** Opening SUPPLIED RECORDS block **

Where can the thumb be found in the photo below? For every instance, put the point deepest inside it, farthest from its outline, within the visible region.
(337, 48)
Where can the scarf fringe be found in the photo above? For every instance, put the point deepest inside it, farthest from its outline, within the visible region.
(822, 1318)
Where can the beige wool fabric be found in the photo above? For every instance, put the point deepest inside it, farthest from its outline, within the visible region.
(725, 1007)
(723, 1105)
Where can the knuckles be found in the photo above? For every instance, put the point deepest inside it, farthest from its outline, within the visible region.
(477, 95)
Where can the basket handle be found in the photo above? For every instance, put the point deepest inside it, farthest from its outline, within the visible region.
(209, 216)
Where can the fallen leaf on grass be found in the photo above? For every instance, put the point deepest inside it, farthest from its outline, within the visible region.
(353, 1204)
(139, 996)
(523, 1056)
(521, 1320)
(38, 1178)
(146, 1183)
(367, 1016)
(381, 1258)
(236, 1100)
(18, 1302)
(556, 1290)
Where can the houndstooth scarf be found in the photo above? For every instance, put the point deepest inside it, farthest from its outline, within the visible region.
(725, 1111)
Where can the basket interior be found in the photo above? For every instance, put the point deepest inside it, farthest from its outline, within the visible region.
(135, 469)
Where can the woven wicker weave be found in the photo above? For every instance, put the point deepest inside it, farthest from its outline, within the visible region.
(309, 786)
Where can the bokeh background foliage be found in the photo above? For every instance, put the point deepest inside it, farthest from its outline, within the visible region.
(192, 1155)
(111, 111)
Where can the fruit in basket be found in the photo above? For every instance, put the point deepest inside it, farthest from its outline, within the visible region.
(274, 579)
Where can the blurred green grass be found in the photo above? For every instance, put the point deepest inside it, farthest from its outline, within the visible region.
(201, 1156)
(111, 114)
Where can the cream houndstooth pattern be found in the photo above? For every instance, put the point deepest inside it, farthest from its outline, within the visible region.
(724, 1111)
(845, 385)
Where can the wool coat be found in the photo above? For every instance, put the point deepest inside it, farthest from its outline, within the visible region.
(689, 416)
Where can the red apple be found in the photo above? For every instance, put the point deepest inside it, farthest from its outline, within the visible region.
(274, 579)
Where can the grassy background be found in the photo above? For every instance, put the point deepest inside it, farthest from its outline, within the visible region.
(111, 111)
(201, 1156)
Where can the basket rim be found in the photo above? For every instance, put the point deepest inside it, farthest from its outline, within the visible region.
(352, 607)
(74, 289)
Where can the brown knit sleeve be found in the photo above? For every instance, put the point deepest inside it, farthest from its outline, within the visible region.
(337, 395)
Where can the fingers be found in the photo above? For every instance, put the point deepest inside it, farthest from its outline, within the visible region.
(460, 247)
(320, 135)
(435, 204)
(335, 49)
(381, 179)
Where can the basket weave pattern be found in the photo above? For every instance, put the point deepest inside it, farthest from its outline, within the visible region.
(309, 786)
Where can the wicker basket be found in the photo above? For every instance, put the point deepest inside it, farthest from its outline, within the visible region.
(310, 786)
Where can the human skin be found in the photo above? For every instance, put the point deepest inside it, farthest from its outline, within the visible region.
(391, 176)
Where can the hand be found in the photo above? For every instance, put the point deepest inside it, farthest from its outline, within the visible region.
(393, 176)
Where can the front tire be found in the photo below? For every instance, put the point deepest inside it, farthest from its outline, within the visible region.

** Closing SUPPLIED RECORDS block **

*WORK REQUIRED:*
Only one stretch of the data is wanted: the lines from the one with "Where can the wicker" through the last, repeated exactly.

*FINISHED EXERCISE:*
Where can the wicker basket be found in the photo above? For every instance, put the point deepest inside it, farthest from its outline, within the visible region.
(310, 786)
Where can the human skin be found in the photo above? For every instance, put the point deepest inside it, farthest from its outline, within the visible region.
(391, 176)
Where can the hand be found in the photo above? For every instance, put the point deepest inside it, farthest from its outline, within the visible region.
(393, 176)
Where can the front tire be found in the photo below? For every instance, put the point deepest inside it, farthest from its outline, within the visible region.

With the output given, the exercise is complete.